Given problem 1: Decide whether each statement agrees with the text about the Western Front MC battle. Mark each one yes or no and quote the words from the text that settle it. (a) The open mic night at the Western Front had a live band. (b) Lif was eager to take part in battle rapping. (c) Lif, Ak, and Eso had records out before the battle.
Given problem 2: From the text about the Western Front MC battle, copy everything from "Fakts One: I" down to "name a few.", word for word.

Text to read:
<<<<
Linberg: O’Neal and I started to hook up with this dude name Rocky LaMontagne who was doing All That! Hip-Hop, Poetry & Jazz events at the Nuyorican Cafe and Lyricist Lounge in New York, so we got connected through him, and started doing All That! together at the Western Front as an open mic night with a live band called Downlow Connection. Great guys. We did that, and then decided to do a battle.

 

Linberg: There had been battles, both planned and unplanned for events at the Western Front, but we just said we’re going to get everyone because there was a hole in our schedule because of the Super Bowl and the Patriots sucked. It was like, What are we gonna do? The first battle we did was all locals in that Cambridge melting pot scene. Checkmark (of Skitzofreniks); Lif; Akrobatik; Esoteric; REKS; Virtuoso; Big O, who was incredibly dope; and Sage Francis, who no one knew. I think half of them didn’t want to do it, but they felt obligated.

 

Capobianco: Lif wasn’t into battle rapping. That wasn’t his thing. I covered him from his very beginning. I think he did maybe two, and I don’t think he wanted to be there at the 1999 Superbowl MC battle.

 

Fakts One: I was honestly surprised at how many “known” MCs wanted in. That made it bigger.

 

 

REKS: As far as the battle scene, I feel it was ultra competitive with great talents comprised of young and hungry MCs. The likes of Alias, Ripshop, Mr. Lif, Akrobatik, Esoteric, and Professor Shuman was phenomenal, just to name a few.

 

Papa D (co-founder of Brick Records): Lif, Ak, and Eso all had records out prior to this event. As for that second generation of dudes—I don’t know if it was a proving ground, but you know, it was definitely the start to their careers. Everyone that was in the battle was doing something in the Boston scene, so it wasn’t all filled with dudes you’d never heard of. But the internet wasn’t popping yet, so it was really dudes you would see at shows, who were trying to record with certain producers.
>>>>
Rows:
<<<<
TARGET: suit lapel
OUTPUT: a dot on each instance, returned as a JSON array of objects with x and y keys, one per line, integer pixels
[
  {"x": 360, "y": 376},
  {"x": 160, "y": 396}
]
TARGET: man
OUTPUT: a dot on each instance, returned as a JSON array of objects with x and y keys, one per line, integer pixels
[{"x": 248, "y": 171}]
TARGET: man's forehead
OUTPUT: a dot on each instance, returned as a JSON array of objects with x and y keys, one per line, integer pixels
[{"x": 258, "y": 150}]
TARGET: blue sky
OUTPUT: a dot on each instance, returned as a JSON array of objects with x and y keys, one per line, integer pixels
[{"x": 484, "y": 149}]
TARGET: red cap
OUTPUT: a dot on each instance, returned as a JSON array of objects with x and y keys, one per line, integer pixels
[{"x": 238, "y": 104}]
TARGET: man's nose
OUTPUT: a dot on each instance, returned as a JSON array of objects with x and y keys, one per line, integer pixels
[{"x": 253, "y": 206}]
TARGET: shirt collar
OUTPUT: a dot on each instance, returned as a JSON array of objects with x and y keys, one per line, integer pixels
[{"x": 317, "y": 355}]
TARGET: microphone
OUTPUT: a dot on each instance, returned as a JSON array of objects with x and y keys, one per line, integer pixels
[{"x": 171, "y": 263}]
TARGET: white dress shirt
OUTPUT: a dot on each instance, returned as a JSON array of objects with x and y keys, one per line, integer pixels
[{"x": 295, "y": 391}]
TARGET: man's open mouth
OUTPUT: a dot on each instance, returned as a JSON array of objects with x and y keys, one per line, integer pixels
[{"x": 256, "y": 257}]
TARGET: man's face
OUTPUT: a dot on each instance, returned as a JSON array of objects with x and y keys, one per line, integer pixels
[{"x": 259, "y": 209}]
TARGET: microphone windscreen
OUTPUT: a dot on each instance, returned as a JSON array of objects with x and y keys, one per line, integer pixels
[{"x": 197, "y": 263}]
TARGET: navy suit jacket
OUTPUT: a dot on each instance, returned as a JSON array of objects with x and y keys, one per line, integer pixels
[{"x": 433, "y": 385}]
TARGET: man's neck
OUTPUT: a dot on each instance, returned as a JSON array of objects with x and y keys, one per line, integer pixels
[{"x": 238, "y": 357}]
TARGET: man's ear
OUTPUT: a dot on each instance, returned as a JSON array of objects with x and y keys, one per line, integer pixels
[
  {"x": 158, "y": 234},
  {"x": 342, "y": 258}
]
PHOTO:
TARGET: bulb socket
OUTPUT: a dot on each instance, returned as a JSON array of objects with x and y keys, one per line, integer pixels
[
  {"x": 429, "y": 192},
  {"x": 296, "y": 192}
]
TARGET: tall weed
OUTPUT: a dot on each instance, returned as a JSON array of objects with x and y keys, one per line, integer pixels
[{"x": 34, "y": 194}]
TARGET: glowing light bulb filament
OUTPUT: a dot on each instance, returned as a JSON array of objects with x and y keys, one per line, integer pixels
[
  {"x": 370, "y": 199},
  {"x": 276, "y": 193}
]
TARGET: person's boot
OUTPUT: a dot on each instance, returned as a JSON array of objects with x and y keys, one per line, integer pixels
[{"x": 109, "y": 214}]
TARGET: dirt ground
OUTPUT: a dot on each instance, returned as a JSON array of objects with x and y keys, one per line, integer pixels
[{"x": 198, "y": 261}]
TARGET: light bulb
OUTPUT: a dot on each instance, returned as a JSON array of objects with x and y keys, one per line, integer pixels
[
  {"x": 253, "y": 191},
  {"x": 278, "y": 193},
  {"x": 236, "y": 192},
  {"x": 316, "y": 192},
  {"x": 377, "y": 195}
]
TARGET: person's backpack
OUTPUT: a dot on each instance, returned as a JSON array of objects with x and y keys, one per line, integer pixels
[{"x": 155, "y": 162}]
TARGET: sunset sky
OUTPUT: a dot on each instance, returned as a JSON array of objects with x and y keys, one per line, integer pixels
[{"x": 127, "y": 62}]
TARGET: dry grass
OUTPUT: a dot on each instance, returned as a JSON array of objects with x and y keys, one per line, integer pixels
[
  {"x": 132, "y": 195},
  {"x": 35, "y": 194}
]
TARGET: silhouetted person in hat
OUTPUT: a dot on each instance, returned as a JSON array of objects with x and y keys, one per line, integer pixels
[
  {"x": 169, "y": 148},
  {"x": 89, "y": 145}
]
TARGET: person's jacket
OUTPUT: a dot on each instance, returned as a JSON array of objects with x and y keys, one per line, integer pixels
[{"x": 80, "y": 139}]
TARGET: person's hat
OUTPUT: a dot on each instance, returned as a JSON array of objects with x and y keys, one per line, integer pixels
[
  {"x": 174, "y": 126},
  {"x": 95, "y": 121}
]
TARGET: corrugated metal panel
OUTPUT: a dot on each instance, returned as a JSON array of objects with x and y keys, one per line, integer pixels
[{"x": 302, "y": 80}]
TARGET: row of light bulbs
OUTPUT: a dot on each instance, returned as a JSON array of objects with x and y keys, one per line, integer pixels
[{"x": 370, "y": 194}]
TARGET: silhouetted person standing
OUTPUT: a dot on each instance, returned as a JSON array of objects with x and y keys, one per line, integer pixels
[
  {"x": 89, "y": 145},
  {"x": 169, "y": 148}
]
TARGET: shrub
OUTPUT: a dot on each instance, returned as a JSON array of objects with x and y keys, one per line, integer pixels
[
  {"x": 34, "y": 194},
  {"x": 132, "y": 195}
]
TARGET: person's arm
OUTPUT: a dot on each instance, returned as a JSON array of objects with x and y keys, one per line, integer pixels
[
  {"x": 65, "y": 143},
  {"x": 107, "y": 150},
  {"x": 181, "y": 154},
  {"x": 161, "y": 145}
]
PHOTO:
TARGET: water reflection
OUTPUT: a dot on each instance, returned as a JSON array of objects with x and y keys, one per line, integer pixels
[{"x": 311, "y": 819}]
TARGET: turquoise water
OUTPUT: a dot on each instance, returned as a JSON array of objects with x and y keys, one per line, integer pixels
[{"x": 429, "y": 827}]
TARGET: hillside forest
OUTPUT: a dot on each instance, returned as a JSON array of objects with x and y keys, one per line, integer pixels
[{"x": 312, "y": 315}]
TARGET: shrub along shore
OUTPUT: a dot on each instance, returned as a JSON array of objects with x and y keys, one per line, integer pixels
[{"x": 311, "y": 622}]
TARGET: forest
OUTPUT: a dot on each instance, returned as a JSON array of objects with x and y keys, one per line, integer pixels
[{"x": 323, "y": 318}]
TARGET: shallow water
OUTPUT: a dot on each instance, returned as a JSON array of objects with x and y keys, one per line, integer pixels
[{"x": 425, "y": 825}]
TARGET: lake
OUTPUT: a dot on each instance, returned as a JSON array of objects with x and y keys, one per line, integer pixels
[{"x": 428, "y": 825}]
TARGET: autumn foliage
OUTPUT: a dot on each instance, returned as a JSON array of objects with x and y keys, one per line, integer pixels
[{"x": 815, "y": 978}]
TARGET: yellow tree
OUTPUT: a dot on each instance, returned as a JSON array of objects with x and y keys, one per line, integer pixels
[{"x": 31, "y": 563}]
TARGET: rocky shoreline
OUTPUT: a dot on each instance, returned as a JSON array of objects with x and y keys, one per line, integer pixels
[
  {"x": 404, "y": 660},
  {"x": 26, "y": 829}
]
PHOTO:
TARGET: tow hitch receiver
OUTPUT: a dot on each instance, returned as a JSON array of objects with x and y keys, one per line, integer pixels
>>>>
<<<<
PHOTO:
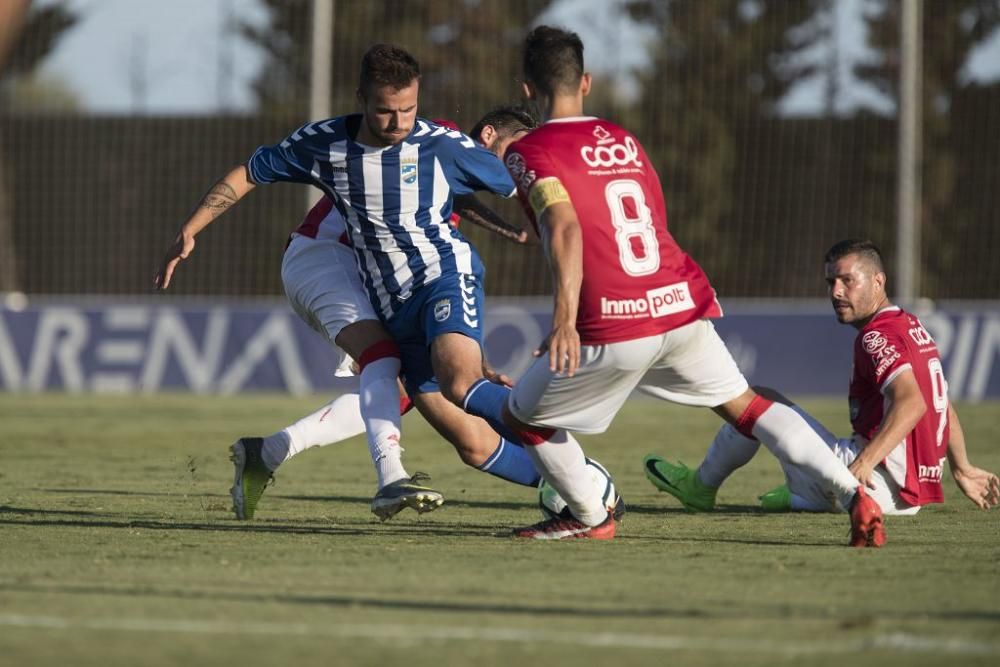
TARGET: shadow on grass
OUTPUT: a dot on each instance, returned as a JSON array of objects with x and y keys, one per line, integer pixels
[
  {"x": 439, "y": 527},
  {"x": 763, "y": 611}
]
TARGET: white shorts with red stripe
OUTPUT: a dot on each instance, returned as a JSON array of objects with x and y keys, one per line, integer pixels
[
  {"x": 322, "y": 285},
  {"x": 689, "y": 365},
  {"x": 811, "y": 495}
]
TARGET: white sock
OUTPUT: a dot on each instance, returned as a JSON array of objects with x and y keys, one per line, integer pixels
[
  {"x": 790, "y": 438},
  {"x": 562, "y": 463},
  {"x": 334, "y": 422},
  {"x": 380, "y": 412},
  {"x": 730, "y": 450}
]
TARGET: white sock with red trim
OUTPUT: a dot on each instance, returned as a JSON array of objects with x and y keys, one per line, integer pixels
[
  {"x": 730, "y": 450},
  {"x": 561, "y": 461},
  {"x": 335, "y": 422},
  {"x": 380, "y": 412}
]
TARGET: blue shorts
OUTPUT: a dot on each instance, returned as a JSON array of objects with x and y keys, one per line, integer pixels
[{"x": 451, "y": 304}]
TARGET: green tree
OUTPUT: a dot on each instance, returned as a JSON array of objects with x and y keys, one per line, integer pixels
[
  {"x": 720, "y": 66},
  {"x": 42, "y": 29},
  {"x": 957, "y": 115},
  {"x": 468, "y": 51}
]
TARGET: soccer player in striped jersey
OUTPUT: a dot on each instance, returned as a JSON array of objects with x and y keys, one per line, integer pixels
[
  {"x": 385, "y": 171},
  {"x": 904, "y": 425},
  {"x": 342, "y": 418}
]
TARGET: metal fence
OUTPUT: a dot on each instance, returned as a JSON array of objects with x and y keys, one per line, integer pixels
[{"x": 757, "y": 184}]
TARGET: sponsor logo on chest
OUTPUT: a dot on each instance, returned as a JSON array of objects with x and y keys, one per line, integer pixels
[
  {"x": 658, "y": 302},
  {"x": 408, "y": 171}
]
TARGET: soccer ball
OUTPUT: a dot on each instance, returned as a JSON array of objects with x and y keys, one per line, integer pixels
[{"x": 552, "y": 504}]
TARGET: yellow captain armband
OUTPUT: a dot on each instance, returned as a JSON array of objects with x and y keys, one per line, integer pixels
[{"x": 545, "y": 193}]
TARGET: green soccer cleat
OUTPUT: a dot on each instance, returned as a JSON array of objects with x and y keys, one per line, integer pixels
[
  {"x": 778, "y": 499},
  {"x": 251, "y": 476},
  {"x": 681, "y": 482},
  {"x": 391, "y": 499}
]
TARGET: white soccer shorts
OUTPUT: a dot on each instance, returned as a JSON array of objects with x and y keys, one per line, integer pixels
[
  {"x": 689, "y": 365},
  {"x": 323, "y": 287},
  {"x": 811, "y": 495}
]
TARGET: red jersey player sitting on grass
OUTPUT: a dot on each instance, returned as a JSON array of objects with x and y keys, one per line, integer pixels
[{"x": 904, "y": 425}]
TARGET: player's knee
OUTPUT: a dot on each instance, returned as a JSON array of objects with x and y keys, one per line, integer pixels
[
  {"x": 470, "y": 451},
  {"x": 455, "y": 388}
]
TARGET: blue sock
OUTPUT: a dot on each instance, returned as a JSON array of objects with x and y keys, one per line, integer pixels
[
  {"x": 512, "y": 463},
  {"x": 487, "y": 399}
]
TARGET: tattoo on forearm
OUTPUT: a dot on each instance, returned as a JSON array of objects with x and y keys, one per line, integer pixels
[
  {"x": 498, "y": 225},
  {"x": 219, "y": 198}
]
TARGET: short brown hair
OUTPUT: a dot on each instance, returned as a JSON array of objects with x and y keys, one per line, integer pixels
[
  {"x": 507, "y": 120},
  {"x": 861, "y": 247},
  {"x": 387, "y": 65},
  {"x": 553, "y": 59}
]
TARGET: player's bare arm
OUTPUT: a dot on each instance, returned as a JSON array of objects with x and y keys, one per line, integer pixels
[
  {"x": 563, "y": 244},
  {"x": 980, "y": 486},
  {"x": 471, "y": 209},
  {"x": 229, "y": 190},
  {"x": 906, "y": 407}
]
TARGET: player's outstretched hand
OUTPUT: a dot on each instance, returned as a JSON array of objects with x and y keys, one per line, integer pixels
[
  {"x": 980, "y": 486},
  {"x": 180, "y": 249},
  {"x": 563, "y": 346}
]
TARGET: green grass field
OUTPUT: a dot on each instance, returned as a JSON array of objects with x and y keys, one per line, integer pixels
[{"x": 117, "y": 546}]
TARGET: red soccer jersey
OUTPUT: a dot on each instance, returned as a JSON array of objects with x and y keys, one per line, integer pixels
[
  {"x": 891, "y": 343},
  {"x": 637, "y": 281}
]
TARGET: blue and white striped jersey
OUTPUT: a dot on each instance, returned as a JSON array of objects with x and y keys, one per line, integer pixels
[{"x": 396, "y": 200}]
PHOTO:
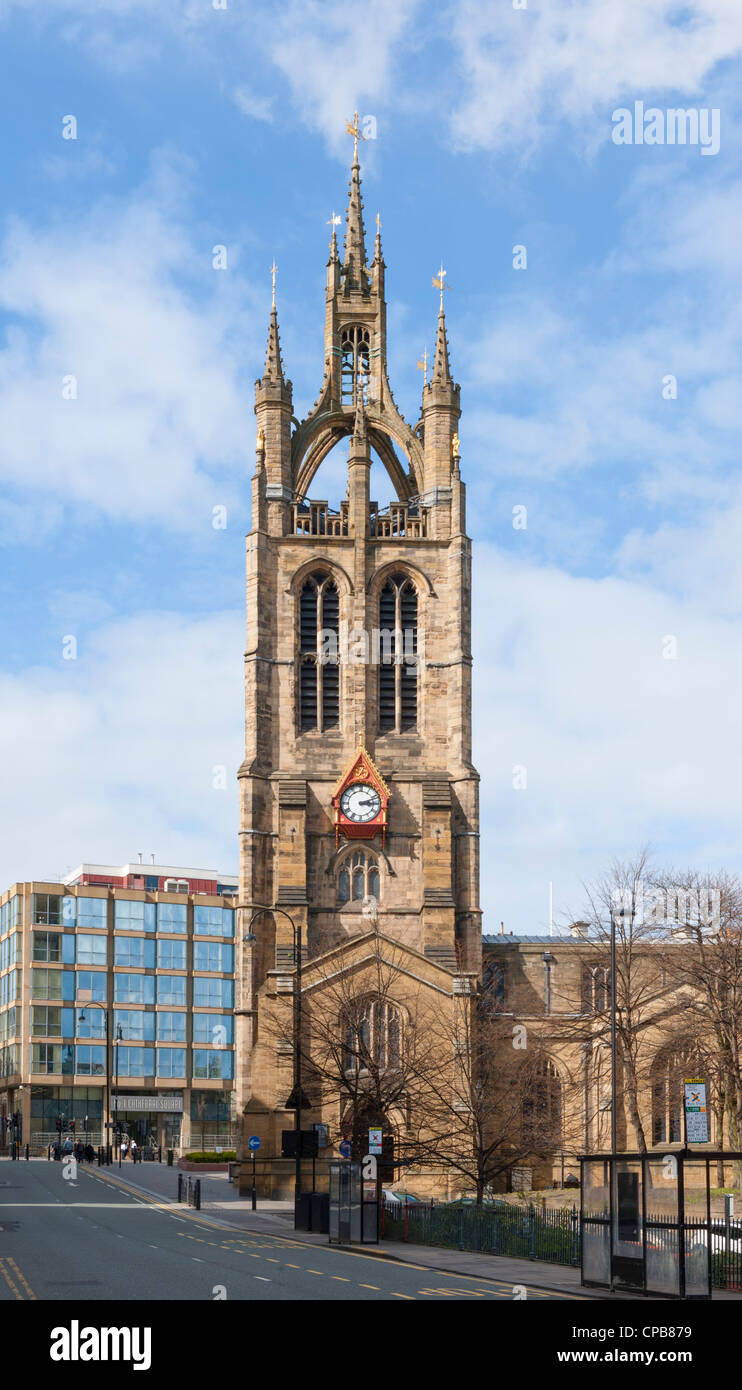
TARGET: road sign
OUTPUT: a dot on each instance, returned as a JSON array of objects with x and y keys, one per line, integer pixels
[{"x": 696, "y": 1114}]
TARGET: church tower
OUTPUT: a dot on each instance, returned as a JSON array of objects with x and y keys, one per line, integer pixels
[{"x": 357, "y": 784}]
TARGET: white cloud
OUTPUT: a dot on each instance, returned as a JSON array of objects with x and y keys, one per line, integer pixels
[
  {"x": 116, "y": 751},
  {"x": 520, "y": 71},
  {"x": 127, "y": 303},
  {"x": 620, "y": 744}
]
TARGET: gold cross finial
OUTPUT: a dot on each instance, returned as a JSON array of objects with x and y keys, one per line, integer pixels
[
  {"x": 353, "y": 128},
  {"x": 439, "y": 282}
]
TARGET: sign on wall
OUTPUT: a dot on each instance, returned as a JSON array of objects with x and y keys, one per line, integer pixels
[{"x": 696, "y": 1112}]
>>>>
Full response 1:
(a) Yes: "started doing All That! together at the Western Front as an open mic night with a live band called Downlow Connection"
(b) No: "Lif wasn’t into battle rapping."
(c) Yes: "Lif, Ak, and Eso all had records out prior to this event."

Full response 2:
Fakts One: I was honestly surprised at how many “known” MCs wanted in. That made it bigger.

 

 

REKS: As far as the battle scene, I feel it was ultra competitive with great talents comprised of young and hungry MCs. The likes of Alias, Ripshop, Mr. Lif, Akrobatik, Esoteric, and Professor Shuman was phenomenal, just to name a few.